━━ The input

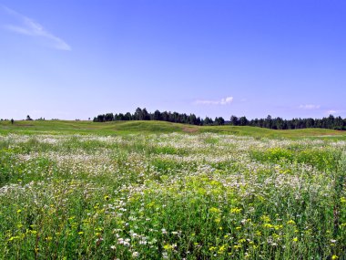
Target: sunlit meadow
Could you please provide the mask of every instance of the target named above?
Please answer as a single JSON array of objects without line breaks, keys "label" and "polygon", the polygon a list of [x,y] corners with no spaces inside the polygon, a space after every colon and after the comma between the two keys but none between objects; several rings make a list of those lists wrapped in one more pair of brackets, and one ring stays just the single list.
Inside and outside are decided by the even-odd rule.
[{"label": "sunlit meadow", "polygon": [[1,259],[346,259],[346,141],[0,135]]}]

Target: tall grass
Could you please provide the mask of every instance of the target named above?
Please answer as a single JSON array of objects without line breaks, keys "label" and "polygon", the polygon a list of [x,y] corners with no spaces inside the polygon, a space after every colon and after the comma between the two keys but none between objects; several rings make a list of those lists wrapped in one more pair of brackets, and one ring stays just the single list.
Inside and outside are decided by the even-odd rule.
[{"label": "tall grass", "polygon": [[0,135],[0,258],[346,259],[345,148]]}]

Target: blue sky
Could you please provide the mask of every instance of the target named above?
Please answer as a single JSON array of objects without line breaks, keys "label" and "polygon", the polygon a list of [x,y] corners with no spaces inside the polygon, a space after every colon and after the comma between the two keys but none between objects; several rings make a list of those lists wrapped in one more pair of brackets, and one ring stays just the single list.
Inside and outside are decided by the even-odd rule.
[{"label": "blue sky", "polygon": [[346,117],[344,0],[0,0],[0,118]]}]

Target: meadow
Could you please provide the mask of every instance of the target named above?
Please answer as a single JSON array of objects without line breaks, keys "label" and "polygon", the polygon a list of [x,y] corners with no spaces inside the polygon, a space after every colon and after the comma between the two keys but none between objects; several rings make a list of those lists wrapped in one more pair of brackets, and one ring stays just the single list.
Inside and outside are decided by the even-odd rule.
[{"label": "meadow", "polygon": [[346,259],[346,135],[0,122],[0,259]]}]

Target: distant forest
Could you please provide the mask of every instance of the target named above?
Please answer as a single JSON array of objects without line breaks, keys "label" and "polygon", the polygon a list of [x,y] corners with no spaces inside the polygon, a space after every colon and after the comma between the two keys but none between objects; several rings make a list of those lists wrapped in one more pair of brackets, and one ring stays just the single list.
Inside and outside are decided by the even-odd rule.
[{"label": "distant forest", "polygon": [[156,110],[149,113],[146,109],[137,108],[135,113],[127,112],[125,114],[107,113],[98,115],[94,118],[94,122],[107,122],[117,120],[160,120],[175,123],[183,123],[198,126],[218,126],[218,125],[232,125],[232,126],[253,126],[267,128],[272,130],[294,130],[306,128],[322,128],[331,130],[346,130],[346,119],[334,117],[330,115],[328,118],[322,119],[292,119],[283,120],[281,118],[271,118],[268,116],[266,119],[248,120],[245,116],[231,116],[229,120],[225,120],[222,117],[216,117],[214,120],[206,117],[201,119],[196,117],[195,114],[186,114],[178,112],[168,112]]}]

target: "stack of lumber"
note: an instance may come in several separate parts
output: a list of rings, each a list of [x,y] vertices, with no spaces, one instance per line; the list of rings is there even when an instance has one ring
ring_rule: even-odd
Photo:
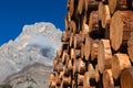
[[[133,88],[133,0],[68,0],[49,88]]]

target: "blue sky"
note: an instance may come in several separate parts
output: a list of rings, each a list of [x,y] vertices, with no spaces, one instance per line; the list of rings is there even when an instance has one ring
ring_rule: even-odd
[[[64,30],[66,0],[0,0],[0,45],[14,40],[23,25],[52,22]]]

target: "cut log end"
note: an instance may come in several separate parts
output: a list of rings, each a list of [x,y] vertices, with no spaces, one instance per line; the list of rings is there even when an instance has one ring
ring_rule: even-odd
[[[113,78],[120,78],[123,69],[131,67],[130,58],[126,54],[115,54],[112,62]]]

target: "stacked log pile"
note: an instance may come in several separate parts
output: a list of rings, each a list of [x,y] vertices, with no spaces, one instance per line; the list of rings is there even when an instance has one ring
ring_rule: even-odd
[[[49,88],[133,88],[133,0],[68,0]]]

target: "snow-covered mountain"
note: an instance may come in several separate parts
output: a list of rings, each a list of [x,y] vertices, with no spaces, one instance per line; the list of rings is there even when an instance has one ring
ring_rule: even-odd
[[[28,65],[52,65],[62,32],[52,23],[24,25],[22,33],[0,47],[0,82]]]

━━━━
━━ The input

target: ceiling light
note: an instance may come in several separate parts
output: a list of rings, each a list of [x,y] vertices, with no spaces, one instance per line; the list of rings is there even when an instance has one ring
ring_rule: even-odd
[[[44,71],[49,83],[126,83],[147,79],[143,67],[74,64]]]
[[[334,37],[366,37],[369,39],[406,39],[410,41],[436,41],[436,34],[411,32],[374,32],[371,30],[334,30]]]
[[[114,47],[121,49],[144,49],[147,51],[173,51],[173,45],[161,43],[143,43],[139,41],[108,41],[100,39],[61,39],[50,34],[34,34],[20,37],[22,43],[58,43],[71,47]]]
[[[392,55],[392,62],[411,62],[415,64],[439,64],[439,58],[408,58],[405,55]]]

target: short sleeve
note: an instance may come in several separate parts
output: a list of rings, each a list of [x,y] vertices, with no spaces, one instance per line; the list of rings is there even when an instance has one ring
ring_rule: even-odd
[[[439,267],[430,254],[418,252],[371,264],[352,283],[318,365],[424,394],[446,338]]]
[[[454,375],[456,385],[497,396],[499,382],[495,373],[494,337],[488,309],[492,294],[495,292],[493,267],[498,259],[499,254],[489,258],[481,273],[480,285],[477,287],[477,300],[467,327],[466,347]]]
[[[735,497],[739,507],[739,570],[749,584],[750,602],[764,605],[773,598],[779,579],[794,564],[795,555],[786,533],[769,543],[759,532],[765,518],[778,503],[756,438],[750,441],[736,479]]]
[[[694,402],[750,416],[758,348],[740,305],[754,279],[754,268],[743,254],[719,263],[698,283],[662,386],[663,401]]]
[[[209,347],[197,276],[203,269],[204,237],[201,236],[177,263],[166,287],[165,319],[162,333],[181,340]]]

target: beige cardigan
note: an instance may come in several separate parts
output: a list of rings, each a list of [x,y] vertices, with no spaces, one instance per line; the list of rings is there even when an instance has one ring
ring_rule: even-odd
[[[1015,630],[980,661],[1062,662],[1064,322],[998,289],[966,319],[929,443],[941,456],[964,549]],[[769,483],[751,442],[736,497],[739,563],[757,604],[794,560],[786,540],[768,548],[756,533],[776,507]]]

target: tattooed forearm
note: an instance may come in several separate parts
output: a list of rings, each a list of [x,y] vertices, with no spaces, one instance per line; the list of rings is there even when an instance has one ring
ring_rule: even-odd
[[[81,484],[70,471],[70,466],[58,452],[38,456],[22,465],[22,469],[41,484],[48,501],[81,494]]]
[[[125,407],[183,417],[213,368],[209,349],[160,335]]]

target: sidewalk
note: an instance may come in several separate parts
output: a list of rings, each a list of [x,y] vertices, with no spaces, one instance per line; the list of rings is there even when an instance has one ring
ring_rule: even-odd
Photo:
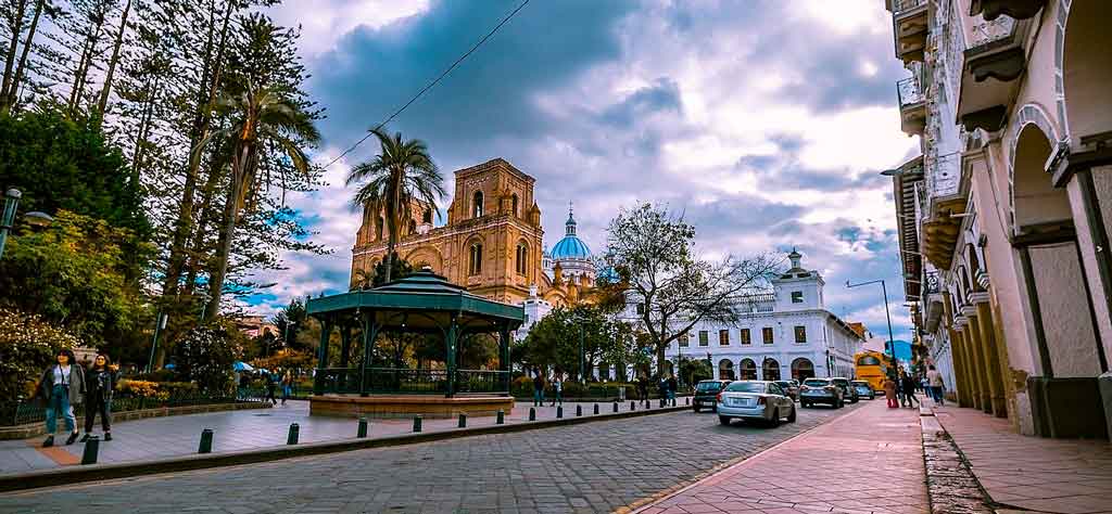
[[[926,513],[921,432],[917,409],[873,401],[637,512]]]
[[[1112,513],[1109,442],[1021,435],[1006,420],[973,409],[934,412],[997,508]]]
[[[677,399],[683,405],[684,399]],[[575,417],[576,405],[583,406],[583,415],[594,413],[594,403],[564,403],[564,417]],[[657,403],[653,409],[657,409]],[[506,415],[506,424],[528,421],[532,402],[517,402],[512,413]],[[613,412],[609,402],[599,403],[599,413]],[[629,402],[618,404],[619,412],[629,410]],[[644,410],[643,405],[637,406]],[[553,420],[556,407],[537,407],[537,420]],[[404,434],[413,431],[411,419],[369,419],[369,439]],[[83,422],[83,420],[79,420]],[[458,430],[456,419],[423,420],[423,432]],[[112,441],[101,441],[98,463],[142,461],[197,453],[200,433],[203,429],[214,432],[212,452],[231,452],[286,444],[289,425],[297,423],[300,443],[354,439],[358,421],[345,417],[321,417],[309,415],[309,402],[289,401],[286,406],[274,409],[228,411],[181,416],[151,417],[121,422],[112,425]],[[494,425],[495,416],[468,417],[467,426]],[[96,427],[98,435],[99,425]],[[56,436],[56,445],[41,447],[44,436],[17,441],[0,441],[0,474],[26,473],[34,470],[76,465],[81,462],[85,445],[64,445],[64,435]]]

━━━━
━━ The input

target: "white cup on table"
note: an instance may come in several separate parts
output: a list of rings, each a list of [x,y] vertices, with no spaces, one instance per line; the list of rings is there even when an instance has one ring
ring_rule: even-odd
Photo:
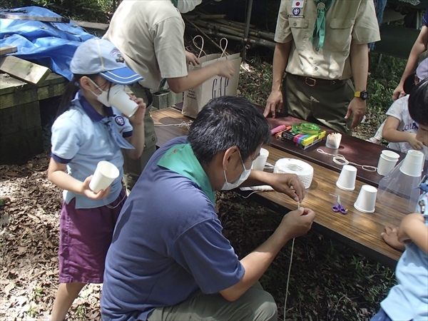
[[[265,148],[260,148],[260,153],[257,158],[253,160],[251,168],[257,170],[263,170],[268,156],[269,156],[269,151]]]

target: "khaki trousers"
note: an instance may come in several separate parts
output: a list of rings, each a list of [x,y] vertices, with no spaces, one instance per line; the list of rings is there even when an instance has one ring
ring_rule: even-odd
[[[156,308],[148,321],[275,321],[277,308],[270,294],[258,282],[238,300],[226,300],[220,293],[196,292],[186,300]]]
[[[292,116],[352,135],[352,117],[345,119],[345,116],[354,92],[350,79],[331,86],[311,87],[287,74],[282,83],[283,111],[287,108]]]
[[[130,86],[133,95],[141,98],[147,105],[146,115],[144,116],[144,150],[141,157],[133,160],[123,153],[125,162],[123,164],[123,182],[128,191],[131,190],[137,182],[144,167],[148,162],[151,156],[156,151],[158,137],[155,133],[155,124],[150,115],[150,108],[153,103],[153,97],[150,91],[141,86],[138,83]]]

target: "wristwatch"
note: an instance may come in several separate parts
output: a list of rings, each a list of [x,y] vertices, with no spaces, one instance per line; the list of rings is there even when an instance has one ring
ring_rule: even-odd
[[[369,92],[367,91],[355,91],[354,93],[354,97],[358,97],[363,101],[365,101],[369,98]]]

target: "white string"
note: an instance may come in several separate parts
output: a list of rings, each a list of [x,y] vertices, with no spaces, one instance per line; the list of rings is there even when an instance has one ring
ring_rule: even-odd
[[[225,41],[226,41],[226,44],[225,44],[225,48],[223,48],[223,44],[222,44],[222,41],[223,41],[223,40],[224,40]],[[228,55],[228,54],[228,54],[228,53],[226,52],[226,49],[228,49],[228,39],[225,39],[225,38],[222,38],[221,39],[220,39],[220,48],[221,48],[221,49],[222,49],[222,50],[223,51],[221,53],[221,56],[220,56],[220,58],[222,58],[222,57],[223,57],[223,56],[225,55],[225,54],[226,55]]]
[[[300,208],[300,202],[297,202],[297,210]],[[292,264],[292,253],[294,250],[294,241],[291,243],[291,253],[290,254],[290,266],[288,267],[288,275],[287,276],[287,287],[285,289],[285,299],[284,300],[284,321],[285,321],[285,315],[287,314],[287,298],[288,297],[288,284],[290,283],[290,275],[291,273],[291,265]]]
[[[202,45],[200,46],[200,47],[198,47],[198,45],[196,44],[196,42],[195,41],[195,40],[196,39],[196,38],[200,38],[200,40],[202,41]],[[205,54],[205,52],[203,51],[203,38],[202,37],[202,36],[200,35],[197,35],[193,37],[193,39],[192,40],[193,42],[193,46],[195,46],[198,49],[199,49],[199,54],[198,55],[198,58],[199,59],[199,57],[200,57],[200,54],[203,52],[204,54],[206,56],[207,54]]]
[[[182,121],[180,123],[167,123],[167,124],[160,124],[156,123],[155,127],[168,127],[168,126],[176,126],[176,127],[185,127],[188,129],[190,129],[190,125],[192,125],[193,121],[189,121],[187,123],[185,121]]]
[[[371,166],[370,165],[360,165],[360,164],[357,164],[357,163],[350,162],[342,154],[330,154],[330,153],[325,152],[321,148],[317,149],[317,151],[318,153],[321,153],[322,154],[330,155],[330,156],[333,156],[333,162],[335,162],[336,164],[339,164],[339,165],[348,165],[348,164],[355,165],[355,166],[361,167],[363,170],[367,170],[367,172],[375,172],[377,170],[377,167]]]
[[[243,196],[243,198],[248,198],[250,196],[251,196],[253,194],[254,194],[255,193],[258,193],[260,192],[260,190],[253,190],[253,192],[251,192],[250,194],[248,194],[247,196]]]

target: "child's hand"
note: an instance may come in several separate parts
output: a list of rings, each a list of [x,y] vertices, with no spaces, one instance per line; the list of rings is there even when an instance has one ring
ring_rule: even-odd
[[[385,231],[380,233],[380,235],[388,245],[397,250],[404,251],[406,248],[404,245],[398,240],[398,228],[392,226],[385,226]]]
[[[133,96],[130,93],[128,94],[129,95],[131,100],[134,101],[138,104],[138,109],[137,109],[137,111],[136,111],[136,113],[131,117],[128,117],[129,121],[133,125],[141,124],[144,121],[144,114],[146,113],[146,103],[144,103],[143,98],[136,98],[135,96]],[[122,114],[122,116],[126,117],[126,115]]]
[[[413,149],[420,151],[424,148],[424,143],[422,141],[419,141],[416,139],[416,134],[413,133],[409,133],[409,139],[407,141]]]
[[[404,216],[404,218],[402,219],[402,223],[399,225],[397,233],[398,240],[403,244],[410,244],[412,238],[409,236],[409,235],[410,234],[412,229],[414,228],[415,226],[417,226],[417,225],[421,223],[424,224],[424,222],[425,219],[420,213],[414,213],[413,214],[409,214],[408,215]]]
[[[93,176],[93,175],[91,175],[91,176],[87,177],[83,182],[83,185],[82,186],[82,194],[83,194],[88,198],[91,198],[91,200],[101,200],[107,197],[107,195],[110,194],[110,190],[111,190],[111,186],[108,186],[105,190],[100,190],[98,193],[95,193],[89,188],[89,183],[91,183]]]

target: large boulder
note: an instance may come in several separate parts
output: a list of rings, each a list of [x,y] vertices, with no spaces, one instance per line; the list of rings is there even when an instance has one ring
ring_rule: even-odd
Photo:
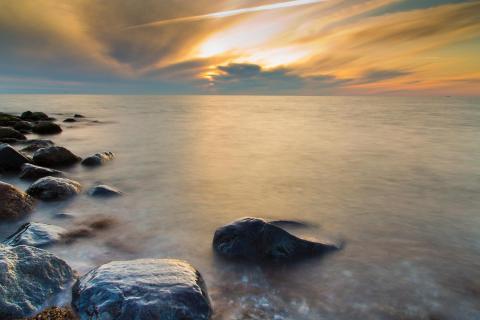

━━━━

> _Written request_
Select every line of the material above that contains the word "white", matching case exactly, and copy those lines.

> _The output_
target: "white cup on table"
target: "white string"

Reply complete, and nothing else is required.